> [EXERCISE AIM]: Repeat the entries below exactly. Begin with the first line and end with the line that contains "[pin] green leaf".

******

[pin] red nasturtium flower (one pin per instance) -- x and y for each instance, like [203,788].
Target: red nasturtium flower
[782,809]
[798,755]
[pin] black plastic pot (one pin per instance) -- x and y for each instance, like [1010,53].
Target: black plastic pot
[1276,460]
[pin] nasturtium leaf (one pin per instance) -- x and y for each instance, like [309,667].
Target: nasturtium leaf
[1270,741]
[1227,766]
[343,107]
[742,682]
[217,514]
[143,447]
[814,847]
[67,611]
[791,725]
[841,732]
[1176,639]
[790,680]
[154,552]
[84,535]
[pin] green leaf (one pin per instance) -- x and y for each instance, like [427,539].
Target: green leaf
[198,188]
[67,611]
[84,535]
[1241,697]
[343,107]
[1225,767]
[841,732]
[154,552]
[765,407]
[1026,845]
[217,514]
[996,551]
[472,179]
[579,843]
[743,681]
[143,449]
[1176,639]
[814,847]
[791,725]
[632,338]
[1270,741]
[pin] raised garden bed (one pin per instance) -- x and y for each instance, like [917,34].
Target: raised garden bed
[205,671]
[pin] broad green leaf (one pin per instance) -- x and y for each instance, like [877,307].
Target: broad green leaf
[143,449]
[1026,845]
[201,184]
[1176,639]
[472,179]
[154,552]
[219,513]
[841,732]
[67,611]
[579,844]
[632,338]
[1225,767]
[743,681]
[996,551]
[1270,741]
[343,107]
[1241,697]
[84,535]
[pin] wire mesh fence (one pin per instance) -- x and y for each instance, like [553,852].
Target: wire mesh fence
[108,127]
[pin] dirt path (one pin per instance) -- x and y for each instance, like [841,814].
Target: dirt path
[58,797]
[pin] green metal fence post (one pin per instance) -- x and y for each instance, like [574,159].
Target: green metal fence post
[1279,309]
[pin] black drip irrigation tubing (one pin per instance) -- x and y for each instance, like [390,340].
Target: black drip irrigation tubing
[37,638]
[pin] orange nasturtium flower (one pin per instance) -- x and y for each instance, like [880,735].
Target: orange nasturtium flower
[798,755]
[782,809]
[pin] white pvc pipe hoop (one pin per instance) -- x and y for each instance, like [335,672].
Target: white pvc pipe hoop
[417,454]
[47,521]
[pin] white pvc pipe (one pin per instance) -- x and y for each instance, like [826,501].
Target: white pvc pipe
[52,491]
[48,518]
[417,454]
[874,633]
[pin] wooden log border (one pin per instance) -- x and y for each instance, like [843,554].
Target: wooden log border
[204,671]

******

> [WRITTEN RESPONSE]:
[pin] red nasturtium flower (one pin per instance) -- x and y for each instance, like [203,788].
Target: red nasturtium flower
[782,809]
[798,755]
[pin] black plastic pot (one pin per instance) -- x and y for each instance, like [1010,53].
Target: black plastic pot
[1276,460]
[pin] nasturtium leaf (one pin per instance) -- x and y for each instance, like [309,667].
Target: nasturtium leaf
[1270,741]
[1227,766]
[343,107]
[742,682]
[217,514]
[143,447]
[814,847]
[67,611]
[791,725]
[841,732]
[1176,639]
[790,680]
[154,552]
[84,535]
[pin] green leaf (one pin per instance) -- x and y for each instance, like [427,539].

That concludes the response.